TASK:
Print all of the data exactly as written.

================

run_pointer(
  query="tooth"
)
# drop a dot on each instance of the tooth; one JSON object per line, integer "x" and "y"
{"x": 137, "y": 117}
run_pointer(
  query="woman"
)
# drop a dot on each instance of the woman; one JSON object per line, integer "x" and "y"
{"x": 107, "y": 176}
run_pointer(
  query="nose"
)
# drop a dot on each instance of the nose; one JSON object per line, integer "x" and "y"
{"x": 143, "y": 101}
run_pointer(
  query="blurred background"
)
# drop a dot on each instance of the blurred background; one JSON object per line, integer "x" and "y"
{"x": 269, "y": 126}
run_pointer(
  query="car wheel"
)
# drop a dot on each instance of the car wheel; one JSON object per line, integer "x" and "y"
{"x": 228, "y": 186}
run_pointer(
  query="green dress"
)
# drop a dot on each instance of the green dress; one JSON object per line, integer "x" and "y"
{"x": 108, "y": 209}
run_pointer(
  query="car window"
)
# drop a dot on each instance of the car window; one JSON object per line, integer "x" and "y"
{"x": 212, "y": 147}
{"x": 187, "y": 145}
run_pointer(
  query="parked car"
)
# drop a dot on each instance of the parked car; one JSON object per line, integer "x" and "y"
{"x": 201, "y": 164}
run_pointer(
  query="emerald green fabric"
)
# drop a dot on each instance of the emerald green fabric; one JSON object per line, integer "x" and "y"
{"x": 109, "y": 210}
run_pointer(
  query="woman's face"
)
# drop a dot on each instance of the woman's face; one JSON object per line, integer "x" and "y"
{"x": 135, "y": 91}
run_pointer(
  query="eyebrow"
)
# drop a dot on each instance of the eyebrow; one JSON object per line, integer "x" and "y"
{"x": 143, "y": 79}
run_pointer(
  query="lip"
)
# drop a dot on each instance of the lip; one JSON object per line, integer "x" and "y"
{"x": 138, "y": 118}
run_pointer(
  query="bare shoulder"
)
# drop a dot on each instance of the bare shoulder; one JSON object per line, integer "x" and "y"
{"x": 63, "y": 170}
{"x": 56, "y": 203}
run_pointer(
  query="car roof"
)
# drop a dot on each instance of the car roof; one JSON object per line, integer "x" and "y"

================

ANSWER TO THIS PROBLEM:
run_pointer(
  query="tooth"
)
# drop a dot on each instance of the tooth; one JSON object per line, integer "x" and "y"
{"x": 137, "y": 117}
run_pointer(
  query="woman"
)
# drop a dot on each instance of the woman; one JSON object per line, integer "x" and "y"
{"x": 107, "y": 176}
run_pointer(
  query="nose"
)
# drop a dot on each instance of the nose; one JSON object per line, integer "x" and "y"
{"x": 143, "y": 101}
run_pointer(
  query="blurred background"
)
# drop a dot on each instance of the blurred background; one JSON object per line, integer "x" and "y"
{"x": 269, "y": 126}
run_pointer(
  query="car wheel"
)
# drop a dot on each instance of the car wheel; one JSON object per line, integer "x" and "y"
{"x": 228, "y": 186}
run_pointer(
  query="green dress"
)
# drop a dot on each instance of the green dress; one JSON object per line, integer "x" and "y"
{"x": 108, "y": 209}
run_pointer(
  query="car window"
)
# drop a dot on each instance of the car window; one JSON object per line, integer "x" and "y"
{"x": 212, "y": 147}
{"x": 187, "y": 145}
run_pointer(
  query="parked car"
)
# drop a dot on each instance of the parked car; one JSON object per line, integer "x" and "y"
{"x": 201, "y": 164}
run_pointer(
  query="emerald green fabric"
)
# drop a dot on each instance of the emerald green fabric; one JSON object per line, integer "x" and "y"
{"x": 109, "y": 210}
run_pointer(
  query="woman's face"
)
# drop a dot on each instance of the woman's face; one JSON object per line, integer "x" and "y"
{"x": 135, "y": 91}
run_pointer(
  query="eyebrow"
)
# drop a dot on each instance of the eyebrow; one JSON object per line, integer "x" and "y"
{"x": 143, "y": 79}
run_pointer(
  query="lip"
)
# drop a dot on each instance of the lip; one JSON object per line, integer "x" and "y"
{"x": 138, "y": 118}
run_pointer(
  query="bare shoulder"
)
# drop a dot on each instance of the bare shoulder; one JSON object per line, integer "x" and "y"
{"x": 63, "y": 170}
{"x": 56, "y": 203}
run_pointer(
  query="car roof"
)
# drop a dot on each instance of the car roof; one JSON object per line, integer "x" and "y"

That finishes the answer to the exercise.